## EXERCISES TO COMPLETE
a) From the forum report, transcribe the part that opens with the words containing "I rarely report" and closes with "no longer assumed.".
b) Answer these questions using the forum report:
(i) In which city was the conference session held?
(ii) Who described the U.S. as "stuck in a grieving process"?
(iii) According to the American negotiator Ye-Min Wu recalled, what was the U.S. likened to?
c) Summarize the forum report in two sentences.

## TEXT SECTION
Multipolar Reality Takes Center Stage at Singapore MICE Forum

By Kai Hattendorf, Global Business Events Industry Strategist:

I rarely report on single conference sessions, but recently in Singapore there was one that stood out to me, as it really showed the regional take on geopolitical developments. My take: The region is no longer waiting for Washington, as panelists shared their assesment that, while the global order is fragmenting, it is not collapsing. And U.S. leadership is no longer assumed.

“The biggest losers from Trump’s trade wars aren’t in China,” said Donald Low, Professor at the The Hong Kong University of Science and Technology. He pointed to rising domestic costs, weakened U.S. science and tech, and declining institutional credibility – costs that, in his view, fall most heavily on lower-income Americans. Lee Sue-Ann, Senior Fellow at the ISEAS – Yusof Ishak Institute (ISEAS), described the U.S. as “stuck in a grieving process.” Institutions are eroding, social divisions are widening, and foreign policy is swinging between aggression and retreat. Ye-Min Wu, Regional Director at the Centre for Humanitarian Dialogue (HD), underscored the reputational costs of volatility. She recalled an American negotiator describing the U.S. as “an 800-pound gorilla”—expected to fight every battle, constantly scrutinized, often isolated. “The gorilla is often lonely,” she quoted, “because when the fight gets messy, everyone hides behind it.”

## COLLECTED DATA
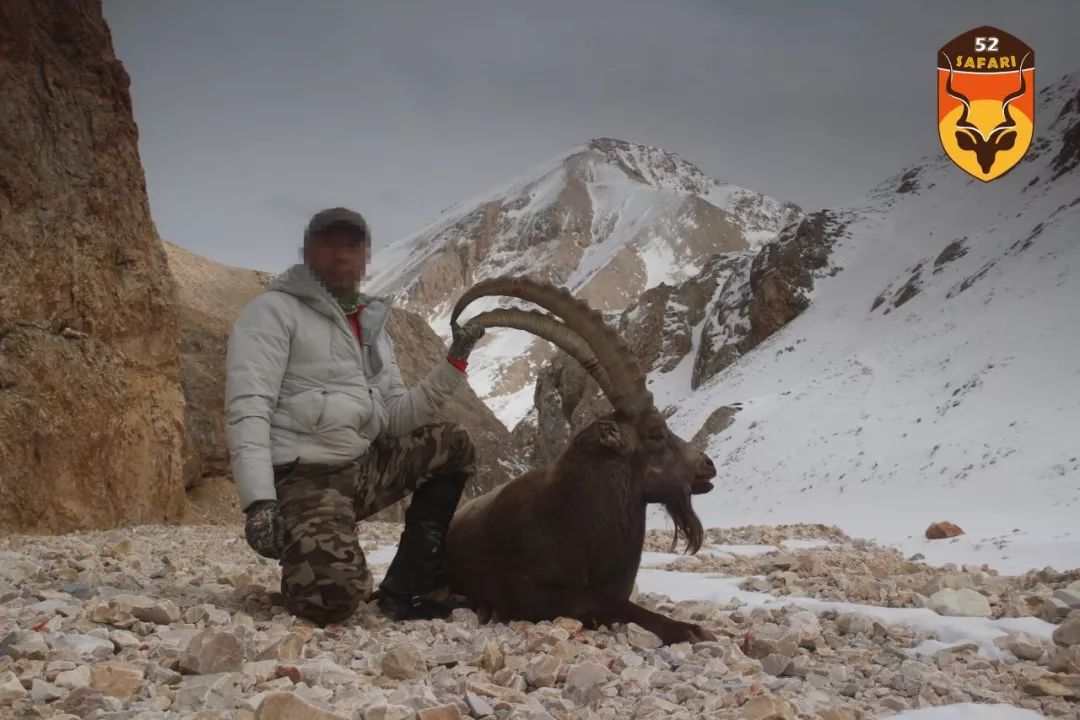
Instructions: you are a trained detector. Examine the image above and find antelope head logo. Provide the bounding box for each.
[942,53,1028,174]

## SOLUTIONS TO THE EXERCISE
a)
I rarely report on single conference sessions, but recently in Singapore there was one that stood out to me, as it really showed the regional take on geopolitical developments. My take: The region is no longer waiting for Washington, as panelists shared their assesment that, while the global order is fragmenting, it is not collapsing. And U.S. leadership is no longer assumed.

b)
(i) Singapore
(ii) Lee Sue-Ann, Senior Fellow at the ISEAS – Yusof Ishak Institute
(iii) An 800-pound gorilla

c) A conference session in Singapore showed that the region is no longer waiting for Washington: the panelists judged that the global order is fragmenting but not collapsing, and that U.S. leadership is no longer assumed. Donald Low argued that Trump's trade wars hurt Americans most, Lee Sue-Ann described the U.S. as "stuck in a grieving process," and Ye-Min Wu emphasized the reputational costs of U.S. volatility.